◆ **Work request**
Transcribe each entry exactly as it appears, leaving out any picture it holds.

***** Listed entries *****

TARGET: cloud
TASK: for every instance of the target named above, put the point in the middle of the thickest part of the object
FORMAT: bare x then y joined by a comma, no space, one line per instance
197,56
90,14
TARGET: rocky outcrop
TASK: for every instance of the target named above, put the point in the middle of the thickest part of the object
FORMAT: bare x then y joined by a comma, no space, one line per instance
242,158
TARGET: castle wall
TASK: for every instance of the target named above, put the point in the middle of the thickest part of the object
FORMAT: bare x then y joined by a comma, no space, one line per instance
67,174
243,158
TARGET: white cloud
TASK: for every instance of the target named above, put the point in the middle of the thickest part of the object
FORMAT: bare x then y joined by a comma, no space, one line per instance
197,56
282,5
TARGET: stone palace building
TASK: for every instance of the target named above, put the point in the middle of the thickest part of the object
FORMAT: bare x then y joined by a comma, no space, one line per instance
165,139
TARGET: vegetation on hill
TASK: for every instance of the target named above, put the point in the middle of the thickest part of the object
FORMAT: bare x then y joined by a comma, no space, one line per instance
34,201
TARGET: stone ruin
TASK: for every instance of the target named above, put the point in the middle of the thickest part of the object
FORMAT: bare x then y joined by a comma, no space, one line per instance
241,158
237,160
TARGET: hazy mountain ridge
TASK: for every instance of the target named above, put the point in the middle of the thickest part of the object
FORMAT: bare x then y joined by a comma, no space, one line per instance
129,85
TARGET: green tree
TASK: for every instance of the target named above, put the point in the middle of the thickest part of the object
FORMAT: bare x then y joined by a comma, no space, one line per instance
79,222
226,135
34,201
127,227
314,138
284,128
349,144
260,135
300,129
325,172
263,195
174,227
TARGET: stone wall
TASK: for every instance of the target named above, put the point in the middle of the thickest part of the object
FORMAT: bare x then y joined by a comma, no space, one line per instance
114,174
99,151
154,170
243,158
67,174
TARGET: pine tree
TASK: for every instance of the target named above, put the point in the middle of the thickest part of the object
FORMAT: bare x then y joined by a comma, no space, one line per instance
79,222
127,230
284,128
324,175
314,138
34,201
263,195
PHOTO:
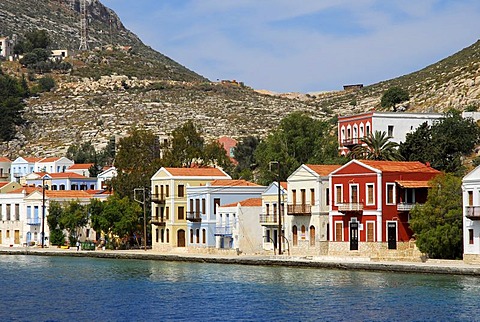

*****

◆ **Answer section**
TARGET: cloud
TASK: for every instance of the target named above, put the point in the middle of the thickest part of the object
FORMAT: bare x then y joined by a comma, no space, one line per instance
197,56
90,14
TARGET: rocky outcrop
TASK: for every instance of the target named above, put the point in the middle of the thickest part of the object
FORMAT: bare x then y joined by a comma, no space, one line per instance
242,158
TARGET: castle wall
TASK: for every instance of the target named above, put the point in the middle of the thickest part of the object
FORMAT: bare x then y joined by a comma, no space, one line per instance
67,174
243,158
TARGET: white cloud
TASK: for every instance of the target named above, put the point in the middle of the thickest part of the object
FORMAT: bare x then y joined by a comma, no space, one line per instance
197,56
282,5
TARGET: stone palace building
TASK: for every instance of the target named above, put the point in the middle of the thickest part of the object
FORMAT: bare x then y joined by a comma, no space, one line per instance
165,139
TARGET: vegetation on hill
TASK: for every instance of the target named above, put the point in the middle of the thickest part of the object
FORMAT: bare x then y joined by a comma, no space, one line per instance
34,201
TARGET: stone ruin
TASK: for every instance of the target named above, put the point in the middle of the thickest part of the object
FORMAT: bare x then y joined by a comma, no space, one line per instance
241,158
237,160
TARGET: hazy mountain ridge
TASK: for every instance of the target named above, put the point in the middle of the thickest part of the object
FORMAT: bare x then y joined by a comma, no space, one line per instance
129,85
TARGET: green tree
TASK: for every instance of the target named above, put the point in the middle of the thickest part of the object
FORMAT: bare x then y joined by a comma, no space, one line per instance
79,222
226,135
34,201
127,227
314,138
284,128
349,144
260,135
300,129
325,172
263,195
174,227
TARGET: stone wall
TASK: for every instance of the target named above, put the point in the middle of the thickest part of the object
FORMAT: bare x then y joined by a comma, no space, one line per instance
114,174
99,151
154,170
243,158
67,174
TARGET: pine tree
TASK: for every instance of the target named above, put the point in the middle of the thickest part of the object
FORMAT: bare x then y joined by a comma, no space, one line per instance
79,222
127,230
284,128
324,175
314,138
34,201
263,195
PHOTO:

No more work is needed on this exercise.